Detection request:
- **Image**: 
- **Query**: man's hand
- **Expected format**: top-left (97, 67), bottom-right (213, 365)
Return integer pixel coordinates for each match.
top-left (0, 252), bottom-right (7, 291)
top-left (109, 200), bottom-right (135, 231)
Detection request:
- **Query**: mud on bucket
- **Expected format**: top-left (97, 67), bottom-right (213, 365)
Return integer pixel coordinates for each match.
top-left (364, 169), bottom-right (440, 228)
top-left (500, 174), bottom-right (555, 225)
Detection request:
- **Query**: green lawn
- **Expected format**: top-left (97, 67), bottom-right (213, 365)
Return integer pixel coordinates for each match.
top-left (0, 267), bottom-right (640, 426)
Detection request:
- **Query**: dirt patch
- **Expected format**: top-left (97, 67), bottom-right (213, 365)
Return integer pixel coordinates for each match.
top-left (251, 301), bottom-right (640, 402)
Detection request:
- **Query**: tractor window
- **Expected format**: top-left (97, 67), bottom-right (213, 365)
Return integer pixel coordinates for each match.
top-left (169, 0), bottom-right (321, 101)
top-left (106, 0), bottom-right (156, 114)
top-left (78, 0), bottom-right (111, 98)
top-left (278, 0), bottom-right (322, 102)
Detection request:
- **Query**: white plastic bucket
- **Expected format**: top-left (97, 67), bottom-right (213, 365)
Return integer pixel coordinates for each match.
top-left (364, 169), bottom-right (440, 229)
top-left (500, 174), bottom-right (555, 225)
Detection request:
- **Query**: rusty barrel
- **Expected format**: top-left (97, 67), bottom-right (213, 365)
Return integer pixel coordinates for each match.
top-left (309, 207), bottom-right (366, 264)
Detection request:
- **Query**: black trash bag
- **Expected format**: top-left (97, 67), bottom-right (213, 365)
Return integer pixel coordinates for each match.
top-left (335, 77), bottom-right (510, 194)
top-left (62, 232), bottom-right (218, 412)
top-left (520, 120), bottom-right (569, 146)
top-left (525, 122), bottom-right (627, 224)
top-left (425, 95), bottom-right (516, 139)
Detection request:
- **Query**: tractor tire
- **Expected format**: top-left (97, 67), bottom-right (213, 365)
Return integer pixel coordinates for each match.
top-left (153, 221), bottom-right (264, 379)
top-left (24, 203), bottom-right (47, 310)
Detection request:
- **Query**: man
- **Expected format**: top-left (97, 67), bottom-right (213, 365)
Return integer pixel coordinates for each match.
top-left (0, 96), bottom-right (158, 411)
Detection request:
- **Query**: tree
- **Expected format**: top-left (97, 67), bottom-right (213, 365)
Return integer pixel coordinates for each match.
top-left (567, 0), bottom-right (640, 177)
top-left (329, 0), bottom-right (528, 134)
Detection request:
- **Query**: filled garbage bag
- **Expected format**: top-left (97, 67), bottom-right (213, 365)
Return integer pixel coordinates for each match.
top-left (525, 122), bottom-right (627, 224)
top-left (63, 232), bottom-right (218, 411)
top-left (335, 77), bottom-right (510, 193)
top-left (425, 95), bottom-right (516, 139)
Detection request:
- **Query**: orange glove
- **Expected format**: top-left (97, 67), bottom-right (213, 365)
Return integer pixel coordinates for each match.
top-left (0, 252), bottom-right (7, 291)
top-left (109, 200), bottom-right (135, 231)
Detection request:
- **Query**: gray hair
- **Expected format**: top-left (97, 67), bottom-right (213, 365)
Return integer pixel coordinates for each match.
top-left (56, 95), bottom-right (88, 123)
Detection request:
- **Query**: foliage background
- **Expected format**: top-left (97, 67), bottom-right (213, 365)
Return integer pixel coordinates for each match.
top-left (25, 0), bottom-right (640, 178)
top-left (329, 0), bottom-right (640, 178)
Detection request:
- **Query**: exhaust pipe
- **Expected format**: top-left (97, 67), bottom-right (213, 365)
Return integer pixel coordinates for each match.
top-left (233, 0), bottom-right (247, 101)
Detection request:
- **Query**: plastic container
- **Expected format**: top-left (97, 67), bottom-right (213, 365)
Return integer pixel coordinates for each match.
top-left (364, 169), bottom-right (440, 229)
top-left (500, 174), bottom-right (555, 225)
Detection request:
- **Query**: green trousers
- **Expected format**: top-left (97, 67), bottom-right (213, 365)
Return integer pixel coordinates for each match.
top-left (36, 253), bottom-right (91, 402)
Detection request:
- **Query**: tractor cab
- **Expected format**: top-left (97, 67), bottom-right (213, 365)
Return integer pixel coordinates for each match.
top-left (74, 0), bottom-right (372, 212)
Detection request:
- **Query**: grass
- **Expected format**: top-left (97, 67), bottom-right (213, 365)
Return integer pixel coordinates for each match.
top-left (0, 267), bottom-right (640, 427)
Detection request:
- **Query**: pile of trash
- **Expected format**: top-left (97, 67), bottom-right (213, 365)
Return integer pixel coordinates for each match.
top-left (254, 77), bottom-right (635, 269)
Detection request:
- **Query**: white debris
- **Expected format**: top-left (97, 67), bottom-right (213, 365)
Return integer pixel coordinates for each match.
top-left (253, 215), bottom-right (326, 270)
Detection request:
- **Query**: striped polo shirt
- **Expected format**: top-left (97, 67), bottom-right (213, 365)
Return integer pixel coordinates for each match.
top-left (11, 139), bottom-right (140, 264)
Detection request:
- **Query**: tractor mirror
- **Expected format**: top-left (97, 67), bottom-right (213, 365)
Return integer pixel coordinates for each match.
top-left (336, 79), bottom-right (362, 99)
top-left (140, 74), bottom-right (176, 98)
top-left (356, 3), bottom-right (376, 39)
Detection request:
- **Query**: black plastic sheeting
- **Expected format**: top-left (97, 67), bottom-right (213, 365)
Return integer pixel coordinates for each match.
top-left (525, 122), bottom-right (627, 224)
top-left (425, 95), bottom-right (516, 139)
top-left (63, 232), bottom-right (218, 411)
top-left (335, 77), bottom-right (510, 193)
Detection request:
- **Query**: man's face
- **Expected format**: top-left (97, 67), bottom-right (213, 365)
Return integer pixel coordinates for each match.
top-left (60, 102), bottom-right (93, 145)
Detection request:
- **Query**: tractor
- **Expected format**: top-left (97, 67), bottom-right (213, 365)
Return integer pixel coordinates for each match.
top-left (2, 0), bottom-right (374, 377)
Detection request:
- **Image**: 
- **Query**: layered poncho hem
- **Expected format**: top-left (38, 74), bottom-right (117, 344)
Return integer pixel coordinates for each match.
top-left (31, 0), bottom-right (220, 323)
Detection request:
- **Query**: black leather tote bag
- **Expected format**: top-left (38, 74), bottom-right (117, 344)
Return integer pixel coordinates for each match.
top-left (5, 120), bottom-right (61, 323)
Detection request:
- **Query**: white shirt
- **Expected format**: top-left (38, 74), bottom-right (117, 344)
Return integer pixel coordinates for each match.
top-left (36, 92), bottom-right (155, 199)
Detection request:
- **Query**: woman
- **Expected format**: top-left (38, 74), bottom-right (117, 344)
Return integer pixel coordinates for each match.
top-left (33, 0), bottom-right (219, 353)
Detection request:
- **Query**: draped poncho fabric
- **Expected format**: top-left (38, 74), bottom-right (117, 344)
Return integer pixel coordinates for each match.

REQUIREMENTS: Locate every line in the material above that contains the string "shirt", and copy each such line in full. Matching is case-sensitive.

RESPONSE FOR THIS EXERCISE:
- **Query**: striped polo shirt
- **Query**: white shirt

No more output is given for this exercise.